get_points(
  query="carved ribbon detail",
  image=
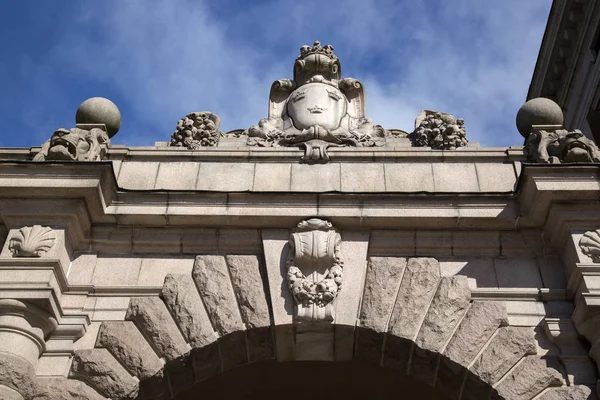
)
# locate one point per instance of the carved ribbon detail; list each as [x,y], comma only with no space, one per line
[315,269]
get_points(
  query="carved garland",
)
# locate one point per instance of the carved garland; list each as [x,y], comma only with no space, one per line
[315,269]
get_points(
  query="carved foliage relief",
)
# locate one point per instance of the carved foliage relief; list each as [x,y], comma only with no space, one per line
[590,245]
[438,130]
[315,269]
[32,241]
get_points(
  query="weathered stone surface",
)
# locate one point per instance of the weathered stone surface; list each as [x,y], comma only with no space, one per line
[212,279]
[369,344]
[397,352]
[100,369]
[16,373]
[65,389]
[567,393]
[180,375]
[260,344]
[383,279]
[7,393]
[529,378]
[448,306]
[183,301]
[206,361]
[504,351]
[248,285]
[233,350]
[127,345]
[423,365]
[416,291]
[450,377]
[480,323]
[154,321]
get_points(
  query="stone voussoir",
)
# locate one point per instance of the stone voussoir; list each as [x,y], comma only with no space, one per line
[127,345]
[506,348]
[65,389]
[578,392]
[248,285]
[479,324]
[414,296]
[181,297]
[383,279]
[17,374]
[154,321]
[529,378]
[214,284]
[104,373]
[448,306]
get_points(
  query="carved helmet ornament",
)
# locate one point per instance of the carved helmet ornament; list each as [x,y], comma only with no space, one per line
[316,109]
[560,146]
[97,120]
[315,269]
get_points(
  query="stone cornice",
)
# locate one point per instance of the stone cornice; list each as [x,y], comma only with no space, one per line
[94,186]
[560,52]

--

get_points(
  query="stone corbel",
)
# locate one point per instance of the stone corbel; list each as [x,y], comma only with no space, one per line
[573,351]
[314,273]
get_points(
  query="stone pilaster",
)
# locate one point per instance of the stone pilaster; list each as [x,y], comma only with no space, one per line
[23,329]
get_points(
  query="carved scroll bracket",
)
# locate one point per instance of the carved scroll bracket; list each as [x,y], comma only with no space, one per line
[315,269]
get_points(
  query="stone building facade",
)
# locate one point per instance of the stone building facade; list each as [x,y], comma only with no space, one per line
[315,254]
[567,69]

▶ **Aim of the exercise**
Which lines in the rows above contain the string "weathered"? Copy each one.

▶ **The completed task**
  query="weathered stone surface",
# locate one point per instance of the weathered stone surface; list each as [x,y], comma only with no space, one per line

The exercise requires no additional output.